> **EXERCISE GOAL**: Write out the data word for word and omit every picture.

======== INFORMATION ========

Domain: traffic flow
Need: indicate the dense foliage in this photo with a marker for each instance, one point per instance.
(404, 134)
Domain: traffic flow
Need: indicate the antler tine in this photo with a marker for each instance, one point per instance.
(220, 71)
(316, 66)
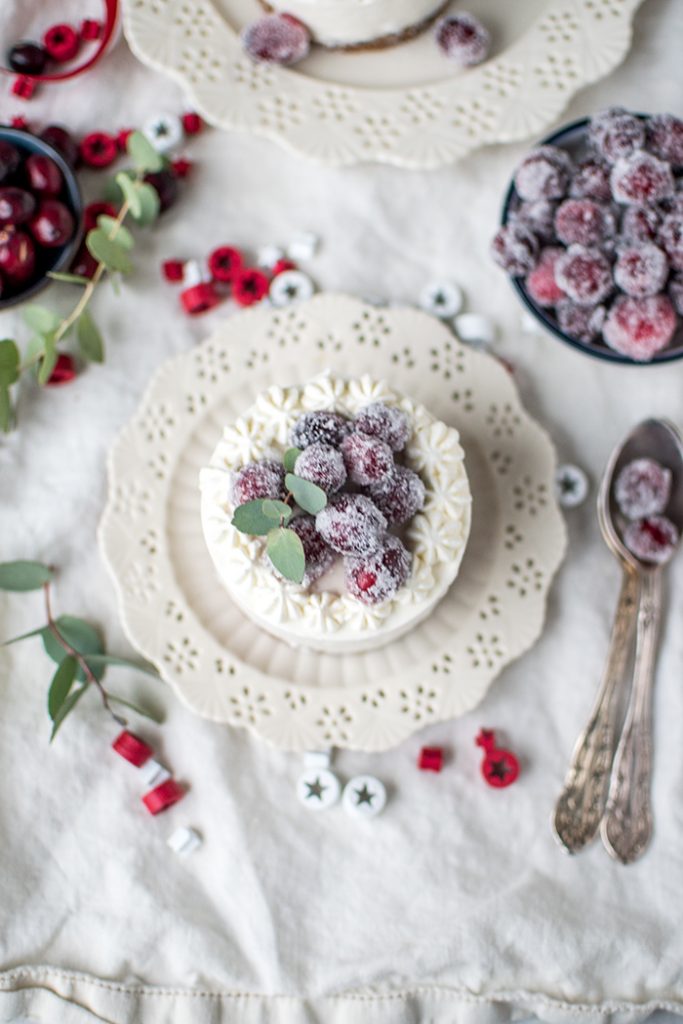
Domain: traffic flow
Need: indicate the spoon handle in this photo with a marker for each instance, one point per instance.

========

> **RESULT**:
Domain: traffic flow
Need: indicate the dense foliage in this photo with a marker for each instance, one point per instance.
(404, 134)
Domain: traffic flow
Need: indicate the antler tine in this photo with a marker for each instance, one point per instance.
(220, 71)
(316, 66)
Domain: traffic flow
Need: indicate the spoon handle in this photo with a marker for each instance, one point per instance.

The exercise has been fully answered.